Tasks to complete
1 – Which city does the writer of the blog post wish to go back to?
2 – Reproduce the stretch of the blog post from "I wish I could take" through "obviously I can't.".

Excerpt
————
Wednesday, July 16, 2008

"Places!!"

I wish I could take a vacation. It's been so long since I've been out of state, to somewhere I'd really like to go. I wish I could go back to New York. I want to spend my money on a ticket there, obviously I can't.

I feel like I failed myself a little bit, because for the longest time I had myself convinced that I'd be going to college somewhere specific to my love of theatre. I was convinced that I was going to be somewhere else. Somewhere I belonged. Yet, here I sit, getting ready to move into an apartment for a year, my schedule of classes sitting on the table, and again my entire year is planned out in front of me... but this time, instead of everyone telling me what to do, instead of being able to blame this on requirements and such, I did this to myself, I chose this for myself. I don't have to do anything, don't have to go to high school anymore... don't have to be here anymore. Here, here I am. And there's a little part of me that pulls on my heartstrings and reminds me of all the things I wanted to do this year, reminds me of how I wanted to be, reminds me of all the things I said I'd do, and all the things I said I wouldn't. Of course this sounds a little melodramatic because I have so many years left to do these things. Still it's sucks that I'm doing what I swore over and over I would never ever do. It sucks that I have to spend another year trying desperately to get to where I really want to be.
————
Data extract
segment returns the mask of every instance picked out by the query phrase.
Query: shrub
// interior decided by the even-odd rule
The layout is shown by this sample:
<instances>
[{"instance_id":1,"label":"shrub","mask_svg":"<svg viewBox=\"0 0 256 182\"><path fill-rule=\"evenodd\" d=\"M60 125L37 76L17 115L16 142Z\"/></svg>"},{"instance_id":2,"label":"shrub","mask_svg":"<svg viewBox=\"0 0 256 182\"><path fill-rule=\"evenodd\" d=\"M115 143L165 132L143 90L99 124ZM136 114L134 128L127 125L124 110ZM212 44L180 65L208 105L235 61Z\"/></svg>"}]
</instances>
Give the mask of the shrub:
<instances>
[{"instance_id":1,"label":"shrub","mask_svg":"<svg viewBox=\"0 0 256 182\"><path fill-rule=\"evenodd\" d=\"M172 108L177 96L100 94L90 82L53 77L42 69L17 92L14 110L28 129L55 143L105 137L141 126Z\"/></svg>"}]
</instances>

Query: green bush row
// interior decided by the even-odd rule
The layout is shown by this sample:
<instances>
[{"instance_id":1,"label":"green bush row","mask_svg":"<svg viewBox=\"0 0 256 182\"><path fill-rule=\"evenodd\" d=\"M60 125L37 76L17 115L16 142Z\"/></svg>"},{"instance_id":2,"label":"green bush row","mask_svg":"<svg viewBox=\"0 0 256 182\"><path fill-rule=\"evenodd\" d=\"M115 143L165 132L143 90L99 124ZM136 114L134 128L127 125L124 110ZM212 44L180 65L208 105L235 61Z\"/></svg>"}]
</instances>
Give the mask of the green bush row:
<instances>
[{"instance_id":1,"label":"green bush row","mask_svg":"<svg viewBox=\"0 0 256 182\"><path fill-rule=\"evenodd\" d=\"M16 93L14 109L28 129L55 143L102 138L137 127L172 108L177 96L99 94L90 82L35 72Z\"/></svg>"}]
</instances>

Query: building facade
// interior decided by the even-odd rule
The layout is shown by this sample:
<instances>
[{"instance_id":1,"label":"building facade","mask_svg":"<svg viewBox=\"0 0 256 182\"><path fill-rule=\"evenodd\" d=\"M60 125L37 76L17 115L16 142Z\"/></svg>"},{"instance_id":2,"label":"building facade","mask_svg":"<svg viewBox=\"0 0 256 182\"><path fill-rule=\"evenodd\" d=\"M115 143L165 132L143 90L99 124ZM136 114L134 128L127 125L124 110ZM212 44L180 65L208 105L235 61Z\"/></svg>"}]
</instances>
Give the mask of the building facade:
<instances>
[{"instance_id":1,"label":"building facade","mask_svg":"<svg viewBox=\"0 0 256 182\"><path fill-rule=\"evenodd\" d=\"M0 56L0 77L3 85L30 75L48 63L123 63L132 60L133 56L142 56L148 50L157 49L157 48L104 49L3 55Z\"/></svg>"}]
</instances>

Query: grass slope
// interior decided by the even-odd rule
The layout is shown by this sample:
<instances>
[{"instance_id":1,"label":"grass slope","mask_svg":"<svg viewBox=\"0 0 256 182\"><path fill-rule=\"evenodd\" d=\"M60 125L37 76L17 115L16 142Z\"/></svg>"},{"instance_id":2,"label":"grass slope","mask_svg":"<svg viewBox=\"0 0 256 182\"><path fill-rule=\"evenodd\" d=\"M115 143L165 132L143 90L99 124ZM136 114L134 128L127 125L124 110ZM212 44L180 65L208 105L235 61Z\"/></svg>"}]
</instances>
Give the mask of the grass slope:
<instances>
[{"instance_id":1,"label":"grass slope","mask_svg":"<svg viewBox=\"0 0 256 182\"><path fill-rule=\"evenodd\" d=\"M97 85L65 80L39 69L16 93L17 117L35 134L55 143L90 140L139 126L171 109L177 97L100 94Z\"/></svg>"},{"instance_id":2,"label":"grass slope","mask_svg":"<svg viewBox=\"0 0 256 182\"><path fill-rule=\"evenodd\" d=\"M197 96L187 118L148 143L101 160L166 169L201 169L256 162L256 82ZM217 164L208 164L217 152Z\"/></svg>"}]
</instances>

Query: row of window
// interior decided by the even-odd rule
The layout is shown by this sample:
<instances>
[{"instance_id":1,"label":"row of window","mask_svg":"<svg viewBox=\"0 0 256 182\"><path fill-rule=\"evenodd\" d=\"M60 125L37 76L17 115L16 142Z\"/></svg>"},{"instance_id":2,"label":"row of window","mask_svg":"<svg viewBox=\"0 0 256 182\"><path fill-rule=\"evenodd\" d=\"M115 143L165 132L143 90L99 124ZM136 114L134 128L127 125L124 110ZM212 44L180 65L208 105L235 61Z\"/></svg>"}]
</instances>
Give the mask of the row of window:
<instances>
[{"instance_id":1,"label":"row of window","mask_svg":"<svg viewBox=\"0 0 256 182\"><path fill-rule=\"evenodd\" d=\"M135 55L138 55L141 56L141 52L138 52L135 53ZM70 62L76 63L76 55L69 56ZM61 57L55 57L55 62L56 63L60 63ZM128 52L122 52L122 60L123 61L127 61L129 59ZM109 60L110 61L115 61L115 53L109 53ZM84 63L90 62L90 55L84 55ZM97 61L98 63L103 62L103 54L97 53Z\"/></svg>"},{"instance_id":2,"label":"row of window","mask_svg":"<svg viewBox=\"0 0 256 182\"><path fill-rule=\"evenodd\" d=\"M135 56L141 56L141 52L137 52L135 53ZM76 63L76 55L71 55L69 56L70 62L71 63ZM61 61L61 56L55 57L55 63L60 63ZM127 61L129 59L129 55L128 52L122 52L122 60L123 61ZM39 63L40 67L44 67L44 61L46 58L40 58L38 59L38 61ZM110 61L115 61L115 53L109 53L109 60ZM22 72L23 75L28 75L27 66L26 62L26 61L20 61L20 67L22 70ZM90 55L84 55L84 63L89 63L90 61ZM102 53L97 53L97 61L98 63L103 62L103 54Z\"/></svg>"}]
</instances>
————
Responses for each task
1 – New York

2 –
I wish I could take a vacation. It's been so long since I've been out of state, to somewhere I'd really like to go. I wish I could go back to New York. I want to spend my money on a ticket there, obviously I can't.